■ **To do**: The data below is to be copied exactly, line by line.
---
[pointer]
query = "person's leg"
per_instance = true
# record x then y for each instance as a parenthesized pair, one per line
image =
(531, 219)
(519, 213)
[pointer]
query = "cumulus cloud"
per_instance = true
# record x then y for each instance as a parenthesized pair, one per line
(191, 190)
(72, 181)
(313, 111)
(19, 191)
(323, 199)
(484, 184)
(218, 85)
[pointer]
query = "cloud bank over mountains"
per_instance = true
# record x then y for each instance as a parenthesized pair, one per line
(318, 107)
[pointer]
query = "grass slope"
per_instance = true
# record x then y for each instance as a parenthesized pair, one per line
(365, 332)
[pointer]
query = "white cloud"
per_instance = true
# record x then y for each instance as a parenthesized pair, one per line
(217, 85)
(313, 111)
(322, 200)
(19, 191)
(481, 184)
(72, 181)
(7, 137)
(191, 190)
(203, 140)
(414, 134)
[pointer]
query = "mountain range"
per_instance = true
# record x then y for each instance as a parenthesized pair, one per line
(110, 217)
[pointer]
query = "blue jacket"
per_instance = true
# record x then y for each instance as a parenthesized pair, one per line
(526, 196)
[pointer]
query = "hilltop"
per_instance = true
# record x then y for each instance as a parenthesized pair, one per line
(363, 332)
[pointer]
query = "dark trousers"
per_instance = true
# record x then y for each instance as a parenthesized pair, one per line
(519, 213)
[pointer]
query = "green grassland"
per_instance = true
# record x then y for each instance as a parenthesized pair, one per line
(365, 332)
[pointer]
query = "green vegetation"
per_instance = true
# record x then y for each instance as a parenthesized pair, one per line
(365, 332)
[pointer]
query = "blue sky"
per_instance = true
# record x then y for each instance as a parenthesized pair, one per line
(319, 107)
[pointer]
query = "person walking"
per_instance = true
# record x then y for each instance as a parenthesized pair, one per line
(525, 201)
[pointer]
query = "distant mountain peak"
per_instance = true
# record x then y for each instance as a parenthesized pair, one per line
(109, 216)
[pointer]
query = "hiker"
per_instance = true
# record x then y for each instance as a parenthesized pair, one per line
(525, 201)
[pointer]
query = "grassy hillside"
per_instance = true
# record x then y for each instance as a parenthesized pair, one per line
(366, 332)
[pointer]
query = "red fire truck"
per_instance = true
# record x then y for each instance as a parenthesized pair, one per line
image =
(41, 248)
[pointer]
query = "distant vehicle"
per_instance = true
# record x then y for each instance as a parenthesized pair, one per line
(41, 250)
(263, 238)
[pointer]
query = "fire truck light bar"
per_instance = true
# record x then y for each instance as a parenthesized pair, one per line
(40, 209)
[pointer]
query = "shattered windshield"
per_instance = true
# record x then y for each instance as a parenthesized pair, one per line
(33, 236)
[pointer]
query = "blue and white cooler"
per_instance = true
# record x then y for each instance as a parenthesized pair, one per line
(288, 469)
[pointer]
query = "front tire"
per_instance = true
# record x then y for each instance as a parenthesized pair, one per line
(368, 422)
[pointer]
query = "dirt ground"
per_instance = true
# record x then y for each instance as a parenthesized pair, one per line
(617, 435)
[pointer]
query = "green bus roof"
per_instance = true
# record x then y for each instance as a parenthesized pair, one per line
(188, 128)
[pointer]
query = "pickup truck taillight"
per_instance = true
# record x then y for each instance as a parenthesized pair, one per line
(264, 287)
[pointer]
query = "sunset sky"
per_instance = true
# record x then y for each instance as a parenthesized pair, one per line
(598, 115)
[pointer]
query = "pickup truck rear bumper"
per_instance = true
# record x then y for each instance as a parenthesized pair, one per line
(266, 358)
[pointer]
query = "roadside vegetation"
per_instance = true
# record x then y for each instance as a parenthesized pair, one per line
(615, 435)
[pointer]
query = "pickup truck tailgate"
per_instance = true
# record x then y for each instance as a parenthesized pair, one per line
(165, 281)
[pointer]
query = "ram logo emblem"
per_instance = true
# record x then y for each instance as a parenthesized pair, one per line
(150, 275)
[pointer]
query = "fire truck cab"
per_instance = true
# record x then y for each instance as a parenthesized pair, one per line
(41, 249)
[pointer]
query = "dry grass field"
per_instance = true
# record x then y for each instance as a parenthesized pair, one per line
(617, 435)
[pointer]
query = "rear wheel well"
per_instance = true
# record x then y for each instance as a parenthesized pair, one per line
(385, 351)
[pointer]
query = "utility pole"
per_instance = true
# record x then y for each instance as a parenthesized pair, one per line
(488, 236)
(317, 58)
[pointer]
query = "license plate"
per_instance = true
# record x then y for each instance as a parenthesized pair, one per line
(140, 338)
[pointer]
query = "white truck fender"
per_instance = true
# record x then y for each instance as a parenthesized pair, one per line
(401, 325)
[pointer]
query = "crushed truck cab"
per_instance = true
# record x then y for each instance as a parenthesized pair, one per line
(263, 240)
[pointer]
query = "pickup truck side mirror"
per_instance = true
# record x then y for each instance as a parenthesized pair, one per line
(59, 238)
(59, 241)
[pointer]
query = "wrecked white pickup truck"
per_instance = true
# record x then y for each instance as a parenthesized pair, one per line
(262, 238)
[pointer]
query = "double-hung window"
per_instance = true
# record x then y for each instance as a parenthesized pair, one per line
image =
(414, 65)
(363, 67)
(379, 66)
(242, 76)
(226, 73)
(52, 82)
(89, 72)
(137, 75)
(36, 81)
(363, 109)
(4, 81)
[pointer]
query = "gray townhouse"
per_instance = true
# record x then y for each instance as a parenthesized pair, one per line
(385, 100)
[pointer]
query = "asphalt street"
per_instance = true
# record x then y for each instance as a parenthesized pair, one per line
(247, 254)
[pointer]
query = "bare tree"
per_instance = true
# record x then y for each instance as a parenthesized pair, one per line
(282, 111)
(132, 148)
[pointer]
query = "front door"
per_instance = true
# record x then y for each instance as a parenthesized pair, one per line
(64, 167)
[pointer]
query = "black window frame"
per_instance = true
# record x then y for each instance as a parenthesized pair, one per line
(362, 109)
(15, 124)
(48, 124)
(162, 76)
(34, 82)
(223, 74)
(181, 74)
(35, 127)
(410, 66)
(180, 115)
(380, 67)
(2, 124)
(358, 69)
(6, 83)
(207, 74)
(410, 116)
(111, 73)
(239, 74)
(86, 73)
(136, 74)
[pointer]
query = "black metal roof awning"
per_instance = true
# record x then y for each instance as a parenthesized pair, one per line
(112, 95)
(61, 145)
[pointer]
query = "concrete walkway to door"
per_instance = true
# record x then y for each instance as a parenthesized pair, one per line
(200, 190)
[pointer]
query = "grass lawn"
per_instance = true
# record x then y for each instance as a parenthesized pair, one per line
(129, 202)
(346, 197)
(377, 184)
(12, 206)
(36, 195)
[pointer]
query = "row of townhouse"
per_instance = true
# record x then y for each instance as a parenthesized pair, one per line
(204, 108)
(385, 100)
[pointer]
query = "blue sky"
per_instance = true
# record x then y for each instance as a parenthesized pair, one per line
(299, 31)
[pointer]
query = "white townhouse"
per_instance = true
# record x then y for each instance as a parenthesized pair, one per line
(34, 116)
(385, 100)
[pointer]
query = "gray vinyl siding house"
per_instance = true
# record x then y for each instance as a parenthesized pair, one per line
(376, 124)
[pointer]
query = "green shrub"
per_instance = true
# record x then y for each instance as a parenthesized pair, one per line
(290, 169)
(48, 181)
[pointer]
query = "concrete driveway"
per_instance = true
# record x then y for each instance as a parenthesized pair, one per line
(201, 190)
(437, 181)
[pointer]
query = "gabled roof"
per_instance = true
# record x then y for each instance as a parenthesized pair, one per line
---
■ **Reply to the exercise**:
[pointer]
query = "person's leg"
per_instance = true
# record x then y for each instance as a parenthesized pair, one per line
image =
(531, 219)
(519, 213)
[pointer]
query = "cumulus cloud"
per_instance = true
# record x then y for each instance as a parenthesized pair, one per line
(191, 190)
(72, 181)
(313, 111)
(19, 191)
(323, 199)
(484, 184)
(218, 85)
[pointer]
query = "cloud bank over mountains"
per_instance = true
# record x then y for each instance as a parenthesized pair, one per line
(318, 107)
[pointer]
query = "grass slope"
per_instance = true
# record x then y for each instance as a parenthesized pair, one per line
(365, 332)
[pointer]
query = "white cloud"
per_instance = true
# record x then y for each instance as a parenthesized pair, one per line
(217, 85)
(313, 111)
(322, 200)
(19, 191)
(481, 184)
(72, 181)
(7, 137)
(191, 190)
(203, 140)
(414, 134)
[pointer]
query = "mountain range"
per_instance = true
# record x then y for each instance as a parenthesized pair, one per line
(110, 217)
[pointer]
query = "blue jacket"
per_instance = true
# record x then y for each instance as a parenthesized pair, one per line
(526, 196)
[pointer]
query = "hilltop"
per_instance = true
# record x then y for each instance as a parenthesized pair, one per line
(363, 332)
[pointer]
query = "dark trousers"
per_instance = true
# record x then y for each instance as a parenthesized pair, one per line
(519, 213)
[pointer]
query = "green grassland"
per_instance = true
# record x then y for each instance as a parenthesized pair, one per line
(365, 332)
[pointer]
query = "green vegetation"
per_instance = true
# record x then y for each instance as a parenthesized pair, one per line
(365, 332)
[pointer]
query = "blue sky"
per_instance = true
# record x then y for each instance as a parenthesized pair, one per line
(319, 107)
[pointer]
query = "person walking"
per_instance = true
# record x then y for each instance as a parenthesized pair, one per line
(525, 201)
[pointer]
query = "distant mountain peak"
per_instance = true
# record x then y for each instance as a parenthesized pair, one per line
(109, 216)
[pointer]
query = "hiker"
per_instance = true
# record x then y for each instance as a parenthesized pair, one per line
(525, 201)
[pointer]
query = "grassy hillside"
per_instance = true
# record x then y for each instance as a parenthesized pair, one per line
(366, 332)
[pointer]
query = "red fire truck"
per_instance = true
# record x then y for each instance as a parenthesized pair, one per line
image =
(41, 248)
[pointer]
query = "distant vehicle"
per_instance = true
# record x then y for each instance as a parenthesized pair, one per line
(41, 250)
(263, 238)
[pointer]
query = "fire truck light bar"
per_instance = true
# record x then y for each instance as a parenthesized pair, one per line
(40, 209)
[pointer]
query = "shattered windshield"
per_instance = true
# record x then y for each instance as a parenthesized pair, one per line
(33, 236)
[pointer]
query = "blue and white cooler"
per_instance = true
# record x then y for each instance as a parenthesized pair, one per line
(288, 469)
[pointer]
query = "front tire"
per_instance = true
# record x then y for each instance as a parenthesized pair, one per line
(368, 422)
[pointer]
query = "dirt ground"
per_instance = true
# record x then y for each instance as a parenthesized pair, one per line
(617, 435)
[pointer]
query = "green bus roof"
per_instance = true
# record x then y for each instance as a parenthesized pair, one per line
(188, 128)
[pointer]
query = "pickup truck taillight"
per_instance = true
# record x then y for each instance as a parenthesized pair, one per line
(264, 287)
[pointer]
query = "sunset sky"
per_instance = true
# record x then y for each instance as a parenthesized pair, one per line
(598, 115)
[pointer]
query = "pickup truck rear bumper"
per_instance = true
# record x then y for each instance as a parenthesized pair, one per line
(266, 358)
[pointer]
query = "roadside vegetation"
per_instance = true
# record x then y for each instance as a parenthesized pair, one per line
(615, 435)
[pointer]
query = "pickup truck tailgate"
per_instance = true
# record x then y for each instance as a parenthesized pair, one per line
(165, 281)
[pointer]
query = "ram logo emblem"
per_instance = true
# record x then y for each instance as a parenthesized pair, one per line
(150, 275)
[pointer]
query = "fire truck cab"
per_instance = true
# record x then y for each instance as a parenthesized pair, one per line
(41, 249)
[pointer]
query = "dry grass field"
per_instance = true
# record x then y for each instance as a parenthesized pair, one per line
(617, 435)
[pointer]
query = "rear wheel well"
per_instance = true
# record x then y for each instance as a parenthesized pair, one per line
(385, 351)
[pointer]
query = "utility pole"
per_instance = true
# record x then y for each instance as a parenthesized pair, one per line
(488, 236)
(317, 58)
[pointer]
query = "license plate"
per_instance = true
# record x then y for each instance as a parenthesized pair, one per line
(140, 338)
[pointer]
query = "white truck fender"
per_instance = true
# record x then y for each instance as a parenthesized pair, one per line
(401, 325)
[pointer]
query = "crushed truck cab"
per_instance = true
# record x then y for each instance as a parenthesized pair, one per line
(263, 240)
[pointer]
query = "pickup truck side mirror"
per_instance = true
# record x then y for each instance as a parenthesized pair, one per line
(59, 238)
(59, 241)
[pointer]
query = "wrecked white pickup truck"
per_instance = true
# record x then y for each instance as a parenthesized pair, one per line
(262, 238)
[pointer]
query = "double-hung window"
per_instance = true
# record x then y for each instance as a parenthesized pair, one per line
image =
(414, 65)
(363, 67)
(379, 66)
(242, 76)
(226, 73)
(52, 82)
(89, 72)
(137, 75)
(36, 81)
(363, 109)
(4, 81)
[pointer]
query = "gray townhouse"
per_instance = true
# record x then y for each instance as a parenthesized pair, one per line
(385, 100)
[pointer]
query = "asphalt street"
per_instance = true
# record x then y for each instance as a parenthesized pair, one per line
(247, 254)
[pointer]
query = "bare tree"
per_instance = true
# record x then y for each instance as a parenthesized pair, one per line
(282, 111)
(132, 148)
[pointer]
query = "front door"
per_instance = true
# record x then y for each instance as a parenthesized pair, one per line
(64, 167)
[pointer]
query = "black window frame"
per_instance = true
# record x then y for each instance as a parenthesized pair, one per line
(362, 109)
(15, 124)
(48, 124)
(162, 76)
(34, 82)
(223, 74)
(181, 74)
(35, 127)
(410, 66)
(180, 115)
(380, 67)
(2, 124)
(358, 69)
(6, 83)
(207, 74)
(410, 116)
(111, 73)
(239, 74)
(86, 73)
(136, 74)
[pointer]
query = "black metal roof awning"
per_instance = true
# record x then y for each instance as a parenthesized pair, one per line
(112, 95)
(61, 145)
[pointer]
query = "concrete walkway to door"
per_instance = true
# record x then y for each instance as a parenthesized pair, one per line
(200, 190)
[pointer]
query = "grass lawn"
per_instance = true
# record x then y for each instance as a parenthesized pair, one per line
(129, 202)
(346, 197)
(377, 184)
(12, 206)
(36, 195)
[pointer]
query = "row of townhouse"
per_instance = true
# record x then y for each instance as a parenthesized pair, one per line
(204, 108)
(385, 100)
[pointer]
query = "blue sky"
per_instance = true
# record x then y for each instance as a parenthesized pair, one per line
(299, 31)
[pointer]
query = "white townhouse"
per_instance = true
# record x then y for each instance as a parenthesized pair, one per line
(34, 116)
(385, 100)
[pointer]
query = "gray vinyl siding house"
per_instance = true
# record x then y for each instance as a parenthesized pair, one per line
(376, 124)
[pointer]
query = "green shrub"
per_instance = true
# record x then y for each instance as a parenthesized pair, one per line
(290, 169)
(48, 181)
[pointer]
query = "concrete driveway"
per_instance = true
# record x then y for each instance as a parenthesized pair, one per line
(201, 190)
(437, 181)
[pointer]
query = "gabled roof"
per_instance = true
# record x then y for each instance as a parenthesized pair, one per line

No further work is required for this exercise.